- The request
Reproduce the entire listing word for word.

-- begin --

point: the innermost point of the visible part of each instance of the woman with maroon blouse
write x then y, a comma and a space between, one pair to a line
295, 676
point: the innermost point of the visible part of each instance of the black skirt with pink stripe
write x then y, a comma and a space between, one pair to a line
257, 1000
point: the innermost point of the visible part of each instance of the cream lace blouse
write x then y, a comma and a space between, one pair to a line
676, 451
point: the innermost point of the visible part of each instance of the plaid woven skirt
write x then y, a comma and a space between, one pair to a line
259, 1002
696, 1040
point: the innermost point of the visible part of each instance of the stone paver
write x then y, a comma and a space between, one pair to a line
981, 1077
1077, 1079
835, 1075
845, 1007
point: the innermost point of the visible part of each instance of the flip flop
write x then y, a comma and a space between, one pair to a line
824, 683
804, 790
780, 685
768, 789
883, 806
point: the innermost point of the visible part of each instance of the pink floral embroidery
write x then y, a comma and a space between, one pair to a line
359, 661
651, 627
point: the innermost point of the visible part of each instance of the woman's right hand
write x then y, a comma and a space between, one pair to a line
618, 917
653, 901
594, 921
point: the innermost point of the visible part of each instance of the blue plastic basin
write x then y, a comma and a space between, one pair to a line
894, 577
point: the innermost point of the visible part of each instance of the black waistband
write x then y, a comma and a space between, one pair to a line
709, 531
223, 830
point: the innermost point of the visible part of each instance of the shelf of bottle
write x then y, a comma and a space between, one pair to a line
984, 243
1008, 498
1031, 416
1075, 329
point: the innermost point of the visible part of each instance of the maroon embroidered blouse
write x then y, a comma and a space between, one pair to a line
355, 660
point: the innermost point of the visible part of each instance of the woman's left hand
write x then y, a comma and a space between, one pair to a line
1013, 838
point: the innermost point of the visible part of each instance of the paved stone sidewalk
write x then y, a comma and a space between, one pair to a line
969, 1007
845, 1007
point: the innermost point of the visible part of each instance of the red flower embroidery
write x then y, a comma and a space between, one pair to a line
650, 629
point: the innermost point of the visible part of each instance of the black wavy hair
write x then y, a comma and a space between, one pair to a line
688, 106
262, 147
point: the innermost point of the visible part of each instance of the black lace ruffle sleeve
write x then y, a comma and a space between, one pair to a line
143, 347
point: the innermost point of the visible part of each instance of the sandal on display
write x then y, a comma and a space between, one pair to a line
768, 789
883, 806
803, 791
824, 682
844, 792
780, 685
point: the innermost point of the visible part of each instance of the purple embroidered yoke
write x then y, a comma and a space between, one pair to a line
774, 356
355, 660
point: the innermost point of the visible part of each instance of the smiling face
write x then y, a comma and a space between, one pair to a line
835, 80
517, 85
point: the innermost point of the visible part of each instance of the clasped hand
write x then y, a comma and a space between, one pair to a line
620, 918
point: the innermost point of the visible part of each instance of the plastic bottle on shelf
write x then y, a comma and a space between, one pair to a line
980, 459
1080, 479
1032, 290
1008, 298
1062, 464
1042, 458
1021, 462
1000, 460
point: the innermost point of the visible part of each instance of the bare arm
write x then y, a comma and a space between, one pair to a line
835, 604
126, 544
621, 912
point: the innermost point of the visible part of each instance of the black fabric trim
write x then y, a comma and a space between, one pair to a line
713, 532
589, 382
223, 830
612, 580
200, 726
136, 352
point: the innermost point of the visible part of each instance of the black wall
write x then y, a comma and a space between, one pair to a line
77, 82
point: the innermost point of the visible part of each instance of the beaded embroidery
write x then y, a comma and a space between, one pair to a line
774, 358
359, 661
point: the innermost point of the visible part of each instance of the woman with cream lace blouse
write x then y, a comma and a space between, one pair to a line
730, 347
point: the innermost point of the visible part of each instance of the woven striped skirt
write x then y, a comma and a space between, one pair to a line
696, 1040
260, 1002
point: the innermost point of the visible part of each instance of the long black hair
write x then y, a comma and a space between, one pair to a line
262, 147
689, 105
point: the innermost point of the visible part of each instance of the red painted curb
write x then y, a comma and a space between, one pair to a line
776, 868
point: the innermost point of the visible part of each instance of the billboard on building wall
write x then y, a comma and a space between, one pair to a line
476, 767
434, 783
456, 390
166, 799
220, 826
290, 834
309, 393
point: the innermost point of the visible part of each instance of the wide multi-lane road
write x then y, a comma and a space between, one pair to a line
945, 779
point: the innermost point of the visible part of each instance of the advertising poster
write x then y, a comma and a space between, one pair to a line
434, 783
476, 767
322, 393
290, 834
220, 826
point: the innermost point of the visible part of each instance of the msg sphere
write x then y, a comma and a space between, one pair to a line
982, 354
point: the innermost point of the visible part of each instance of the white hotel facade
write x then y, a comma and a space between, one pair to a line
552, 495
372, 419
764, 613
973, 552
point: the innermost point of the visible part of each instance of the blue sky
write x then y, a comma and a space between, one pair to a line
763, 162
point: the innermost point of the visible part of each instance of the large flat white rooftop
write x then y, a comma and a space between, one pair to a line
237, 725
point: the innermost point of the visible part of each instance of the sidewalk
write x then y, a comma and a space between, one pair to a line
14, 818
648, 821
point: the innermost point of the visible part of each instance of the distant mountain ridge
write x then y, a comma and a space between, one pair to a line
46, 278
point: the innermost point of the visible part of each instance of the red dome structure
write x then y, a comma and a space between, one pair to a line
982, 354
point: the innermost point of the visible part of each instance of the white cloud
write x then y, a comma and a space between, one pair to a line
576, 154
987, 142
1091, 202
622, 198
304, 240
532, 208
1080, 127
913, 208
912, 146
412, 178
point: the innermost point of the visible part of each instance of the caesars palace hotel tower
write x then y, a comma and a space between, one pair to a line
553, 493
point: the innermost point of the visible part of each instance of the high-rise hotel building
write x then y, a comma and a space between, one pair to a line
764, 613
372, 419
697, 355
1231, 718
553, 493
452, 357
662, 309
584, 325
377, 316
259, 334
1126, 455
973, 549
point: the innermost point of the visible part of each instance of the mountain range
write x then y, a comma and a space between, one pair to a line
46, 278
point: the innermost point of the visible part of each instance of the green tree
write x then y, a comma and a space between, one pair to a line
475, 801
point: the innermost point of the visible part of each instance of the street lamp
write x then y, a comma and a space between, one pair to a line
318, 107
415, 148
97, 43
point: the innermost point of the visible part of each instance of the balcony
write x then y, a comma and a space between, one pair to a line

-- end --

- Correct result
point: the innermost point of the visible part of each instance of the woman with maroon blouse
write x then y, a comma and a space between, one pair to a line
295, 676
point: the innermost point of the visible part of each instance of the black skirt with pink stripe
write x then y, a comma and a space between, one pair to a line
257, 1000
point: the innermost point of the visible part of each instance of the cream lace blouse
write x then y, a comma and a space between, one pair to a line
676, 451
point: the innermost point of the visible part of each instance of the plaid woven skirt
write x then y, a comma and a space between, one pair to a line
259, 1002
696, 1040
point: the innermost point of the visible part of each instance of the stone paver
write x then y, a comma and a space between, one pair to a line
981, 1077
1077, 1079
835, 1075
845, 1007
point: the innermost point of the visible part of each instance of the flip flop
write x then y, a comma and a space between, one pair to a line
824, 683
804, 790
780, 685
768, 789
883, 806
point: the innermost point of the visible part of each instance of the pink floral embroidery
write x then y, a comma and a space between, one pair to a line
359, 661
651, 627
point: the innermost point of the visible part of each instance of the woman's right hand
write x then y, a comma and a space between, one pair to a line
618, 917
653, 901
594, 921
point: the innermost point of the visible part of each instance of the blue plastic basin
write x then y, a comma and a space between, one pair to a line
894, 577
point: the innermost point of the visible part of each instance of the black waistband
write x then y, a comma and a space between, one pair to a line
709, 531
223, 830
point: the innermost point of the visible part of each instance of the shelf of bottle
write x then y, a comma and a space between, one pair to a line
984, 243
1008, 498
1031, 416
1075, 329
point: the innermost point of the visible part of each instance of the maroon embroidered blouse
write x then y, a comma and a space between, one pair to a line
355, 660
point: the innermost point of the visible part of each instance of the woman's left hand
write x then y, a comma and a space between, one pair to a line
1013, 838
point: the innermost point of the visible part of each instance of the paved stone sidewalk
write x then y, a comma and a space between, one pair to a line
969, 1007
845, 1007
point: the innermost point of the visible part of each instance of the red flower embroidery
write x then y, a comma and a space between, one pair to a line
650, 629
point: the innermost point of the visible part of each instance of the black wavy hair
write x then y, a comma and a space between, one pair to a line
688, 106
262, 147
point: the innermost point of the visible part of each instance of the black lace ruffle sleeve
write x then y, a comma and a space between, one pair to a line
143, 347
point: the innermost point of the visible part of each instance of the sandal on display
write x then y, a comma and a space between, one pair to a line
768, 789
883, 806
803, 791
824, 682
844, 792
780, 685
point: the innermost point of the visible part of each instance of the purple embroidered yoke
write x then y, a comma and a space between, one pair to a line
774, 356
355, 660
point: the innermost point of the visible part of each instance of the smiling face
write x then y, a comma and a space between, one pair to a line
835, 80
517, 85
point: the innermost point of the visible part of each instance of the clasped hand
write x then y, a comma and a space between, one pair to a line
620, 918
point: the innermost point of the visible part of each instance of the plastic bottle on shelf
write x then y, a comma and a space between, one pair to a line
980, 459
1080, 479
1032, 290
1008, 298
1062, 464
1042, 458
1021, 462
1000, 460
point: the innermost point of the visible part of each instance of the bare arm
write x then y, a comma and a space between, one pair to a line
835, 604
126, 544
621, 912
point: the innermost point of the visible part of each instance of the black fabric trim
write x then y, a comma and a space between, one pair to a line
713, 532
589, 382
223, 830
612, 580
200, 726
136, 352
point: the innermost point of the visible part of each instance of the black wall
write x then y, a comma and a space between, one pair to a line
77, 82
point: the innermost point of the visible part of each instance of the beaded embroidery
write x then y, a comma and a space between, one pair to a line
774, 358
359, 661
point: the innermost point of the visible part of each instance of the woman with cream lace blouse
write x then y, a comma and a space between, one pair to a line
730, 347
point: the innermost point of the visible part of each instance of the woven striped skirt
write x then y, a comma and a space between, one pair to a line
696, 1040
260, 1002
point: the innermost point of the visible part of each instance of the long black hair
write x then y, a comma and a space between, one pair to a line
262, 147
689, 105
point: the innermost point of the visible part of each instance of the red painted curb
write x then y, a comma and a space between, one pair to a line
776, 868
point: the innermost point of the visible part of each instance of the billboard on building wall
write x then y, a comma and a space between, one pair to a line
476, 767
434, 783
456, 390
166, 799
220, 826
290, 834
309, 393
point: the innermost point of the visible part of each instance of the wide multi-lane road
write x then y, a comma and a space between, one pair to a line
945, 779
point: the innermost point of the visible part of each instance of the advertising poster
write x then y, a comma and a space between, one pair to a line
434, 783
476, 767
322, 393
290, 834
220, 826
point: the innermost point of the visible part of each instance of the msg sphere
write x then y, a comma and a space between, one pair to a line
982, 354
point: the innermost point of the visible part of each instance of the white hotel facade
write x then y, a comma and a space between, one pair to a line
552, 495
372, 419
764, 613
973, 552
point: the innermost point of the visible part of each instance of the blue sky
write x then y, a comma and a space between, one pair to a line
763, 162
point: the innermost point of the visible part of each instance of the large flat white rooftop
write x then y, a comma and a space between, one pair to a line
237, 725
point: the innermost point of the visible part of each instance of the sidewalk
write x then y, a comma and a space between, one pair to a line
14, 818
648, 821
point: the innermost point of the visible part of each instance of the distant mountain ridge
write x then y, a comma and a space between, one pair to a line
46, 278
point: the innermost point of the visible part of each instance of the red dome structure
write x then y, a comma and a space between, one pair to a line
982, 354
point: the innermost point of the visible part of each instance of the white cloud
write x then y, a comma and a space between, one pair to a line
576, 154
987, 142
1091, 202
622, 198
304, 240
532, 208
1080, 127
913, 208
912, 146
412, 178
point: the innermost point of the visible part of each instance of the caesars palace hotel tower
write x then y, a comma and a space between, one pair to a line
553, 493
point: the innermost point of the visible part of each instance of the high-rise hotel building
write x then y, a comma and a space between, one pair to a line
764, 613
372, 419
697, 355
1231, 718
553, 493
452, 357
662, 309
584, 325
377, 316
259, 334
1126, 455
973, 549
point: the innermost point of the visible part of each instance of the mountain range
write x then y, a comma and a space between, one pair to a line
46, 278
point: the innermost point of the visible part of each instance of the green tree
write x then y, a comma and a space between, one pair to a line
475, 801
point: the innermost point of the visible part of each instance of the street lamp
write x then y, a comma and a space between, one pair to a line
318, 107
415, 148
97, 43
point: the innermost point of the visible part of each instance of the balcony
write x then y, a comma and a space between, one pair to a line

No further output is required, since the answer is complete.